Task statement: Each line of the data below must be reproduced without any change.

Listed records:
-*-*-

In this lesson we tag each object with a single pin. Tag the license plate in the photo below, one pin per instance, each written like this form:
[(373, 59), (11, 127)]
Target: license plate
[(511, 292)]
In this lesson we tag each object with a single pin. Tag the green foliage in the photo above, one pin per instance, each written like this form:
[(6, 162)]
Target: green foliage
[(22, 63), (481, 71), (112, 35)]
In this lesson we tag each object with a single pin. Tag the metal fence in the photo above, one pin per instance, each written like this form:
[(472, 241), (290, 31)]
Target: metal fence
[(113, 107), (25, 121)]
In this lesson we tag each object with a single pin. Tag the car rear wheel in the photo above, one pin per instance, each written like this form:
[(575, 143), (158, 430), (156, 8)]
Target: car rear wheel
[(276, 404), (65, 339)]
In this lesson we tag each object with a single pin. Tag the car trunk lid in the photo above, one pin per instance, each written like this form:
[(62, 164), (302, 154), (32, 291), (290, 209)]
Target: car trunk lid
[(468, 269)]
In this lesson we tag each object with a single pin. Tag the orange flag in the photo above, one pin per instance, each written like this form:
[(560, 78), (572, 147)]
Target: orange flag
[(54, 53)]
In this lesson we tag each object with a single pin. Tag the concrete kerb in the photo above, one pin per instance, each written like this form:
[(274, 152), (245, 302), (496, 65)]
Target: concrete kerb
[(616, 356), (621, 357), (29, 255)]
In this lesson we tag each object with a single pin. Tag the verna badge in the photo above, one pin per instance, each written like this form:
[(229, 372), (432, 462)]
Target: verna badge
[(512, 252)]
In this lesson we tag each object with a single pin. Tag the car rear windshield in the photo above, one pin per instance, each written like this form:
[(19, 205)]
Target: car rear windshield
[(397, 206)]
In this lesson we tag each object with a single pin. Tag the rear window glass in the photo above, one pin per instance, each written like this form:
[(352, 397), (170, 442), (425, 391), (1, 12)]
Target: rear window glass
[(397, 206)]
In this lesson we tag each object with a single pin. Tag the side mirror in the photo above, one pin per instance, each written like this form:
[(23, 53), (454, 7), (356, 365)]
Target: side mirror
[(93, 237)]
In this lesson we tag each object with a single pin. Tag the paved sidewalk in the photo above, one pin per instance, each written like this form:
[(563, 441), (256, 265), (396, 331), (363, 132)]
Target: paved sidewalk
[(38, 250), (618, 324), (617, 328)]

-*-*-

Answer box:
In this lesson we tag each object with a single pin. Tag the license plate in the photo below, one pin per instance, each written like this form:
[(373, 59), (11, 127)]
Target: license plate
[(511, 292)]
In this lesson we tag each object with a single pin. Tag the green foliage in the photo above, one pin per instance, each written like this form:
[(6, 162)]
Target: green foliage
[(22, 63), (481, 71), (112, 35)]
In this lesson we tag each object with a single pin. Tag the metal fence in the photo above, one pin per instance, each written like this form:
[(472, 241), (290, 31)]
Target: metal fence
[(113, 107), (25, 121)]
In this lesson we tag each object with a single pin. Tag the car rear wheel in the photo above, one pin per instance, each written like this form:
[(575, 143), (158, 430), (156, 8)]
Target: car rear wheel
[(276, 404), (65, 339)]
In this lesson we tag each object with a single pin. Tag the car trunk lid in the photo above, one pin per instance, each written like this form:
[(62, 164), (302, 154), (32, 291), (290, 209)]
Target: car trunk lid
[(468, 269)]
In this lesson we tag each object with a single pin. Tag the orange flag in the photo above, one pin per instance, each written like this form:
[(560, 78), (572, 147)]
Target: orange flag
[(54, 53)]
In this lesson we tag each object with a single pin. Tag the concrete kerb in the photo above, one pin per instance, each written like this form:
[(274, 152), (245, 302), (496, 65)]
Target: concrete kerb
[(616, 356), (621, 357), (29, 255)]
In this lesson we tag each object with a single pin. Tag the verna badge in the photo above, one pin per instance, each written like this form:
[(229, 372), (432, 462)]
Target: verna badge
[(512, 252)]
In this lesson we tag each object with a single pin. Tag the car rear windshield in the photo above, one pin per instance, each written like this form:
[(19, 205)]
Target: car rear windshield
[(397, 206)]
In this lesson we tag each object with a single pin. Tag the rear window glass in the photo above, one pin per instance, each written like this form:
[(352, 397), (170, 442), (425, 391), (1, 12)]
Target: rear window glass
[(397, 206)]
In this lesson we tag each object with a single pin. Tag the side mirror in the photo above, one pin per instance, each written like this form:
[(23, 53), (454, 7), (356, 365)]
Target: side mirror
[(93, 237)]
In this lesson we tag each object with a single pin. Tag the paved sidewalk in the photo above, one pin per instance, each written like this form:
[(563, 441), (256, 265), (396, 331), (363, 132)]
Target: paved sidewalk
[(38, 250), (618, 324), (617, 328)]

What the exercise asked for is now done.